--- begin PASSAGE GIVEN ---

Lenfest Financing Transaction
 
On April 24, 2009, the Company entered into a transaction (the "Lenfest Financing Transaction") with H.F. Lenfest, a major shareholder and member of our Board of Directors ("Lenfest"), that provided for, among other things, the following: (i) the exchange of the Subordinated Note (as defined below) held by Lenfest, together with all accrued interest and warrants issuable under the Subordinated Note, and all Series B Preferred Stock and Series C Preferred Stock held by Lenfest, together with all accrued dividends thereon, for a new class of preferred stock, Series E Preferred Stock, the terms of which are described below; and (ii) the guarantee by Lenfest of all of ETC's obligations to PNC Bank in connection with an increase of the existing $15,000 revolving line of credit with PNC Bank (the "2007 PNC Credit Facility") to $20,000, and in connection with this guarantee, the pledge by Lenfest to PNC Bank of $10,000 in marketable securities.
 
Preferred Stock
 
Presently, the Company has two classes of Cumulative Convertible Participating Preferred Stock: Series D (11,000 shares authorized) and Series E (25,000 shares authorized) (together, the "Preferred Stock").  The Preferred Stock was authorized by the Company's Board of Directors in April 2009 as part of the Lenfest Financing Transaction.  The Preferred Stock has a par value of $0.05 per share and a stated value of $1,000 per share.  The Preferred Stock is entitled to receive cumulative dividends at the rate of 10% per year in preference to the holders of the Company's Common Stock with respect to dividends.  These dividends are payable only upon a liquidation event or when otherwise declared by the Board of Directors of the Company.  The Company cannot declare or pay any dividends on its Common Stock until the dividends on the Preferred Stock have been paid.  The Preferred Stock holders are entitled to receive any dividends paid with respect to the Common Stock on an "as-converted" basis.  The Preferred Stock may be converted by the holder at any time and from time to time into the Company's Common Stock by dividing the stated value of the Preferred Stock by the conversion price established at the time of issuance (see Series D Preferred Stock and Series E Preferred Stock, below).  Upon a liquidation event, the holders of the Preferred Stock would be entitled to participate in any proceeds in preference to any common stock holders.  The Preferred Stock would also participate in any liquidation event with the Common Stock holders on an "as-converted" basis.  The Preferred Stock conversion price is subject to adjustment for certain transactions including stock splits and issuance of equity securities below the conversion prices.
 
The Company has reviewed the generally accepted accounting principles applicable to the Preferred Stock; specifically, the Company has reviewed both ASC 480 – Distinguishing Liabilities from Equity and ASC 815 – Derivatives and Hedging.  Upon its review, the Company determined that the Preferred Stock is within the control of the Company and that the attributes of the Preferred Stock are more akin to equity than debt.  The specific attributes considered by the Company include the designation of the instruments, the conversion of the instruments to the Company's Common Stock, the participation feature, the non-mandatory conversion, the voting rights, and the ability to appoint directors.  Secondly, the Company determined that the Preferred Stock qualifies as permanent equity because the Preferred Stock is not mandatorily redeemable, and there is no obligation to either repurchase the instruments or issue a variable amount of common shares.  Lastly, the Company determined that the conversion feature qualifies for the scope exception of ASC 815 – Derivatives and Hedging as it is clearly and closely related to the Preferred Stock instrument.

--- end PASSAGE GIVEN ---
--- begin RECORD EXCERPTS ---

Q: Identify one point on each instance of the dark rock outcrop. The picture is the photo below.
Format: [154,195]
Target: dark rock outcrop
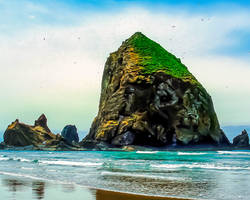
[69,133]
[241,140]
[42,121]
[20,134]
[149,97]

--- end RECORD EXCERPTS ---

INSTRUCTION >> In the passage on the Lenfest Financing Transaction and preferred stock, what annual rate of cumulative dividends does the Preferred Stock receive?

THE SOLUTION >> 10% per year